Work request -
Using the data below, return the stretch from the line that contains "Target: goofy's floppy ear" through the line that contains "Target: red wristband", both included, exactly as it stands and nothing beyond it.

Data provided -
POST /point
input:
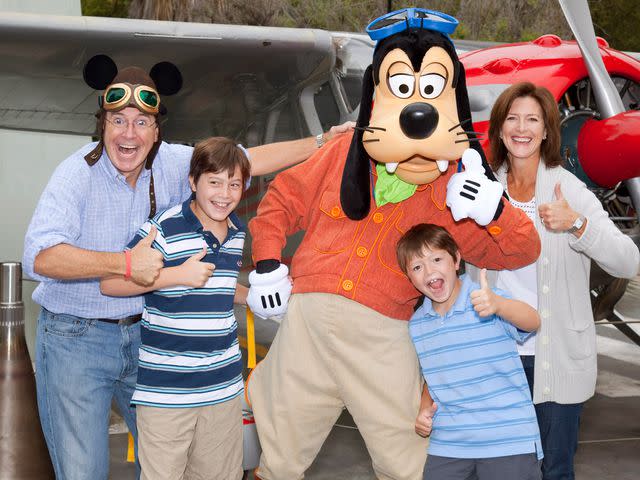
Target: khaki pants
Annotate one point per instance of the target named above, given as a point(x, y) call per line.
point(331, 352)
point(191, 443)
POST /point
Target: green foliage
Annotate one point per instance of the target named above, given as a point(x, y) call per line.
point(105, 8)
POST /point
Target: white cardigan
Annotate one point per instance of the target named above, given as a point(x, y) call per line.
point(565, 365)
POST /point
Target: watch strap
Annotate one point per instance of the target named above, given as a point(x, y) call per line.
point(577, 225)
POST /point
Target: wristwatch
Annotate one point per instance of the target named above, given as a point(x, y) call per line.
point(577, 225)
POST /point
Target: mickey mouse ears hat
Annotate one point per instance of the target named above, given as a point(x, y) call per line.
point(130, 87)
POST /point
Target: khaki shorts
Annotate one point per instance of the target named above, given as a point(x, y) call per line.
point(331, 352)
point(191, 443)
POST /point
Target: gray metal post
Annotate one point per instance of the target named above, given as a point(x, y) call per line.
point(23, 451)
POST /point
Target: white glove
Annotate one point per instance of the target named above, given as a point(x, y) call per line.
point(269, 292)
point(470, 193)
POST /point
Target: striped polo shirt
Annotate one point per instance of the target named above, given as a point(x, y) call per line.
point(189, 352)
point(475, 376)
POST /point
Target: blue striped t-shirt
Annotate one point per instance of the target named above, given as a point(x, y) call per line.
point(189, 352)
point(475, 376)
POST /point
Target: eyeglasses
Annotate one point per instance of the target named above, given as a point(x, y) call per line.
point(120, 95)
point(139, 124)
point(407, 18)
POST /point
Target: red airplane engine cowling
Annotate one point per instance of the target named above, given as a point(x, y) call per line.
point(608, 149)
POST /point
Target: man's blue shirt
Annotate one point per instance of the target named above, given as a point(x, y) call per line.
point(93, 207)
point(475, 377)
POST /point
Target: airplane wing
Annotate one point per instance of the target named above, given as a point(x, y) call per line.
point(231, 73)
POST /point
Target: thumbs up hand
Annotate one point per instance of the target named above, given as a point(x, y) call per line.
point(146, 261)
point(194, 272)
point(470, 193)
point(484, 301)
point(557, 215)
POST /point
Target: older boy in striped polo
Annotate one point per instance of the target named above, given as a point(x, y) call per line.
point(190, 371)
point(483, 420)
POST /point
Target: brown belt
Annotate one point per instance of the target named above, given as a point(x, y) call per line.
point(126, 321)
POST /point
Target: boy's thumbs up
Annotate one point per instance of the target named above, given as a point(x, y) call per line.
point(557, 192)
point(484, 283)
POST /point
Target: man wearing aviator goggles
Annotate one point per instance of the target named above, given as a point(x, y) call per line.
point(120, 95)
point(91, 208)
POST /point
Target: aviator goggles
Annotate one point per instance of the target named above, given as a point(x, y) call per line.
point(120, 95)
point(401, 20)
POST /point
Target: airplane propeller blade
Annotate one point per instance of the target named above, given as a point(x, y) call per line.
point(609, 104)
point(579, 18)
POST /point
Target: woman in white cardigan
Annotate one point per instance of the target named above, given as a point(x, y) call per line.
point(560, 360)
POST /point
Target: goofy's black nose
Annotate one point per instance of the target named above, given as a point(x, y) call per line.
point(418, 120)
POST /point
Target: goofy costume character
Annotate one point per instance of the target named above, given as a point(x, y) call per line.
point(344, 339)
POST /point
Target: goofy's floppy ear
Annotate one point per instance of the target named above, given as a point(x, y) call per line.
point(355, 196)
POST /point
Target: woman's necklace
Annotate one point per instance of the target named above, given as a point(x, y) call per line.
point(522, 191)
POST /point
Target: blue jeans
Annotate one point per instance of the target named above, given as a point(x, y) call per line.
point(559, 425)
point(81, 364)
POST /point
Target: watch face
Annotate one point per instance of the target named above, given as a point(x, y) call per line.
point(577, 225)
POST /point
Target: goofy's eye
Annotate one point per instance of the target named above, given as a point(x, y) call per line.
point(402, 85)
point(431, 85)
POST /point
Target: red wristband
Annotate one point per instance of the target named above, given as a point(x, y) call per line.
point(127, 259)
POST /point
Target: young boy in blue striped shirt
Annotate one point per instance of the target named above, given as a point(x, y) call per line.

Output -
Target: goofy's floppy ear
Annotate one point per instance of the target named above, given as a point(x, y) call per line.
point(355, 196)
POST /point
Target: woman's necklace
Annotate one point per instance of the target named above, given as a point(x, y) call per line.
point(522, 191)
POST /point
Target: blue jeans
Annotate one point per instance of the target named above, given as a point(x, y) call per line.
point(559, 425)
point(81, 364)
POST /point
Target: watch face
Annotate one point per instance of the target named above, given as a point(x, y) call per line.
point(577, 225)
POST /point
Target: goofy's eye
Annotate one point per instance of the target named above, given as a point(x, y) call per line.
point(402, 85)
point(431, 85)
POST /point
Target: red wristband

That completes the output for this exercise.